Rewrite all the lines below with "weathered headstone" changed to "worn headstone" and everything else left as it is. Leave the pictures out of your answer.

#### Provided data

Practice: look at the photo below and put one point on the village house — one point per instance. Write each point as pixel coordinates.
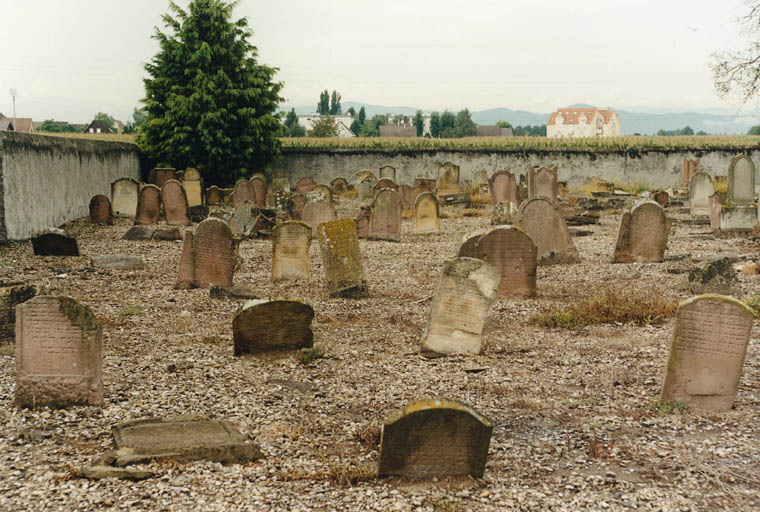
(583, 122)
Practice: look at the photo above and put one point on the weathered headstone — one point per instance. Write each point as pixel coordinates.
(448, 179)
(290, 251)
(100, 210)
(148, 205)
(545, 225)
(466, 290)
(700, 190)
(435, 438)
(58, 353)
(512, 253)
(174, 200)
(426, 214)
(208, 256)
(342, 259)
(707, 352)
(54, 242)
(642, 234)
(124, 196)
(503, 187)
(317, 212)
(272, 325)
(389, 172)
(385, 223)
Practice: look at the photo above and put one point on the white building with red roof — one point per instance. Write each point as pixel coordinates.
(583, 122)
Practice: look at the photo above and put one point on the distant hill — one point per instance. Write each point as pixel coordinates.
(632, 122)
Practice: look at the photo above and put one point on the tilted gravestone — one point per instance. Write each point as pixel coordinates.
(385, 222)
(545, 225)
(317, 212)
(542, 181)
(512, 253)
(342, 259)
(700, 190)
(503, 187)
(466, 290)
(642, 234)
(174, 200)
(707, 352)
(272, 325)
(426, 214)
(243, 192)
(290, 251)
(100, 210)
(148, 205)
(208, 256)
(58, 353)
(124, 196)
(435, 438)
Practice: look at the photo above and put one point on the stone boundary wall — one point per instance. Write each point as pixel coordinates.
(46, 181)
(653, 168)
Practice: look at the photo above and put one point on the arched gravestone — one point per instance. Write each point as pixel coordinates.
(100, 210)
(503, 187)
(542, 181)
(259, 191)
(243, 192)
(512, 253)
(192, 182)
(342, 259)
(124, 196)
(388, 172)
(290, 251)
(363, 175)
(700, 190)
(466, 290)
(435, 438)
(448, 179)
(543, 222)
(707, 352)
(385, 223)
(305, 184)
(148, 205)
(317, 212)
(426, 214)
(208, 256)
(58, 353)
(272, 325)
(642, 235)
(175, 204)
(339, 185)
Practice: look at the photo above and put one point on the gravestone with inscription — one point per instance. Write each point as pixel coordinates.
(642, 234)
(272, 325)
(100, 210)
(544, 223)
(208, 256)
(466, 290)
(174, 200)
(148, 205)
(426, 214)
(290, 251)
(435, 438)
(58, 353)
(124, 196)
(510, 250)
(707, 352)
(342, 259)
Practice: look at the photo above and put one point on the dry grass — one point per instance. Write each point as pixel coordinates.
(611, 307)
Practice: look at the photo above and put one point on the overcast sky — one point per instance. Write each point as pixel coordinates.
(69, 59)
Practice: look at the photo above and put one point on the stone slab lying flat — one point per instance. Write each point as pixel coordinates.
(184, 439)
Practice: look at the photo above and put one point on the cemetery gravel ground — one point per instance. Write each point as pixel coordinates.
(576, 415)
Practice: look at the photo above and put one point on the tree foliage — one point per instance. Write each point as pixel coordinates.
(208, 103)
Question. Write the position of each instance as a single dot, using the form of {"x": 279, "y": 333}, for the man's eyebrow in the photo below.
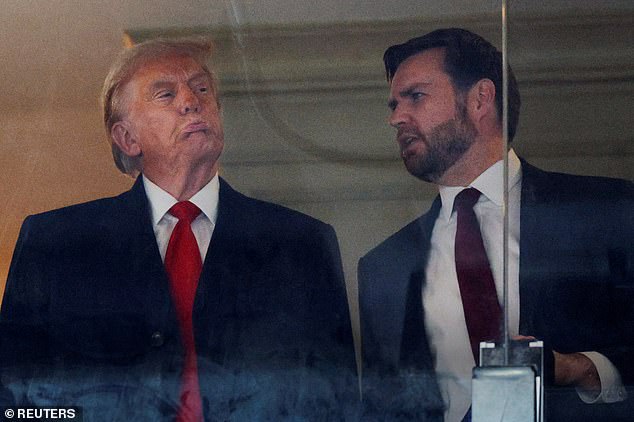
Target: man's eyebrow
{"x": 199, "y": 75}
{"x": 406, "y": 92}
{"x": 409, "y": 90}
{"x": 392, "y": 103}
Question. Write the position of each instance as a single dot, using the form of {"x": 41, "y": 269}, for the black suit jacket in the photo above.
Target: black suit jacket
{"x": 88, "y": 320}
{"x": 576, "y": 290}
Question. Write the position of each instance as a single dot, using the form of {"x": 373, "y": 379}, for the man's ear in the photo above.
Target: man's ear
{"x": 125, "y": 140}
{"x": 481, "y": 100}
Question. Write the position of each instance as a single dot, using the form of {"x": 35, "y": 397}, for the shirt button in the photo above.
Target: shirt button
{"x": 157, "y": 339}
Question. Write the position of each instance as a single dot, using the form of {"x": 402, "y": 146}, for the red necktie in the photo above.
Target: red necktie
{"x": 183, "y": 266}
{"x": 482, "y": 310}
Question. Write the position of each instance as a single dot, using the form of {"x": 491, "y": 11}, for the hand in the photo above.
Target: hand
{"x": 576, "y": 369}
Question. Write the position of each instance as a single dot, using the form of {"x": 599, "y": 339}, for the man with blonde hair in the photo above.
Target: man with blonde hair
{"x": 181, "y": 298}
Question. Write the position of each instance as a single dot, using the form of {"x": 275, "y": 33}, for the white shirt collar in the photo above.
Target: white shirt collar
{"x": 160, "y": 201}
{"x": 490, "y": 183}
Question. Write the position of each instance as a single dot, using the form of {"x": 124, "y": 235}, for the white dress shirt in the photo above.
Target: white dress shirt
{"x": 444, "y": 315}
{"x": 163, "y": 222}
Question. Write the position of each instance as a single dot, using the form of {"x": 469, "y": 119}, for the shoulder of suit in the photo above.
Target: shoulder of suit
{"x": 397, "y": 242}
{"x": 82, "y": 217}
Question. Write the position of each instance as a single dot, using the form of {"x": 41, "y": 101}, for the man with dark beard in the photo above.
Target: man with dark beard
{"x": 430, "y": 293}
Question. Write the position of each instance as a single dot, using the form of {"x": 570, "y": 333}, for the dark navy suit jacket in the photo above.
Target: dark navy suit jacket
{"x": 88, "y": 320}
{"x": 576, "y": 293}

########

* Result of this exercise
Practice: look at the photo below and put one point on the village house — one point per instance. Write each point as pixel coordinates.
(583, 122)
Practice: look at the photo above and put one point on the worn headstone — one point per instance. Write each point as pixel coordinates.
(448, 179)
(290, 251)
(100, 210)
(148, 205)
(545, 225)
(466, 290)
(700, 190)
(435, 438)
(58, 353)
(512, 253)
(174, 200)
(426, 214)
(208, 256)
(342, 259)
(707, 352)
(54, 242)
(642, 234)
(124, 196)
(503, 187)
(317, 212)
(272, 325)
(389, 172)
(385, 223)
Practice: look at the photo above and put one point on the white building with red roof — one point per instance. Write each point as pixel coordinates.
(583, 122)
Practice: look at the photo above and put one point on the distant hill — one point per instance. Write each point as pixel coordinates.
(632, 122)
Practice: look at the photo above and put one point on the tilted gravestone — one point per instance. Write each point as pixel coordinates.
(385, 222)
(545, 225)
(317, 212)
(542, 181)
(512, 253)
(342, 259)
(700, 190)
(503, 187)
(466, 290)
(642, 234)
(174, 200)
(707, 352)
(272, 325)
(426, 214)
(243, 192)
(290, 251)
(100, 210)
(148, 205)
(208, 256)
(58, 353)
(124, 196)
(435, 438)
Practice: look at the photo above and put one point on the stone boundary wall — one point per instance. Write each point as pixel coordinates.
(46, 181)
(653, 168)
Practice: look at the photo above and put one point on the arched gravestone — one point per instance. Write each point as pixel coordinates.
(100, 210)
(503, 187)
(542, 181)
(259, 191)
(243, 192)
(512, 253)
(192, 182)
(342, 259)
(124, 196)
(388, 172)
(290, 251)
(363, 175)
(700, 190)
(466, 290)
(435, 438)
(448, 179)
(543, 222)
(707, 352)
(385, 223)
(305, 184)
(148, 205)
(317, 212)
(426, 214)
(208, 256)
(58, 353)
(272, 325)
(642, 235)
(175, 204)
(339, 185)
Practice: look at the photo above and put one point on the gravestone with inscription — one point per instance. Write each point as pixel coordinates.
(642, 234)
(272, 325)
(100, 210)
(544, 223)
(208, 256)
(466, 290)
(174, 200)
(148, 205)
(426, 214)
(290, 251)
(435, 438)
(58, 353)
(124, 196)
(510, 250)
(707, 352)
(342, 259)
Practice: look at the photo above and put one point on the dry grass — one point per instance. Write each point as pixel coordinates.
(611, 307)
Practice: look at the photo above and put one point on the overcast sky — one point per instance. Write each point as pixel coordinates.
(69, 59)
Practice: look at the photo above and put one point on the stone slab lying flat — one point per instance. Write each point as pixel coordinates.
(184, 439)
Practice: look at the photo above and put one point on the cemetery gravel ground — one point per instance. Write each point as pixel coordinates.
(576, 415)
Practice: look at the photo above and put one point on the tree foliage — one point per instance. Write each point as pixel coordinates.
(208, 103)
Question. Write the position of each instance as a single dot, using the form of {"x": 279, "y": 333}, for the man's eyebrow in the photo below.
Target: man's eyebrow
{"x": 199, "y": 75}
{"x": 406, "y": 92}
{"x": 409, "y": 90}
{"x": 392, "y": 103}
Question. Write the position of each instance as a single dot, using the form of {"x": 41, "y": 269}, for the black suit jacket in the photo above.
Target: black suit jacket
{"x": 88, "y": 320}
{"x": 576, "y": 290}
Question. Write the position of each instance as a single dot, using the form of {"x": 373, "y": 379}, for the man's ear in the photo above.
Target: man's ear
{"x": 125, "y": 140}
{"x": 481, "y": 100}
Question. Write the position of each instance as a single dot, using the form of {"x": 35, "y": 397}, for the shirt button in the photo above.
Target: shirt button
{"x": 157, "y": 339}
Question. Write the position of each instance as a single dot, using the form of {"x": 402, "y": 146}, for the red necktie in the photo above.
Target: red necktie
{"x": 183, "y": 266}
{"x": 482, "y": 310}
Question. Write the position of each instance as a single dot, using the form of {"x": 491, "y": 11}, for the hand in the photo above.
Target: hand
{"x": 576, "y": 369}
Question. Write the position of each instance as a single dot, using the form of {"x": 599, "y": 339}, for the man with blonde hair in the photo above.
Target: man with blonde hair
{"x": 181, "y": 298}
Question. Write the position of each instance as a single dot, using the form of {"x": 275, "y": 33}, for the white shirt collar in the photo above.
Target: white shirt collar
{"x": 160, "y": 201}
{"x": 490, "y": 183}
Question. Write the position of each instance as a single dot, using the form of {"x": 124, "y": 235}, for the white dress shirt in the photo above.
Target: white dress shirt
{"x": 444, "y": 315}
{"x": 163, "y": 222}
Question. Write the position of each instance as a single dot, using the form of {"x": 469, "y": 119}, for the shoulder of suit in the photo above.
Target: shoulder of suit
{"x": 397, "y": 242}
{"x": 82, "y": 217}
Question. Write the position of each instance as a single dot, using the form of {"x": 41, "y": 101}, for the man with dark beard in the photo above.
Target: man with dark beard
{"x": 430, "y": 293}
Question. Write the position of each instance as a single dot, using the form of {"x": 570, "y": 333}, for the dark navy suit jacket in the photo above.
Target: dark navy suit jacket
{"x": 88, "y": 320}
{"x": 576, "y": 293}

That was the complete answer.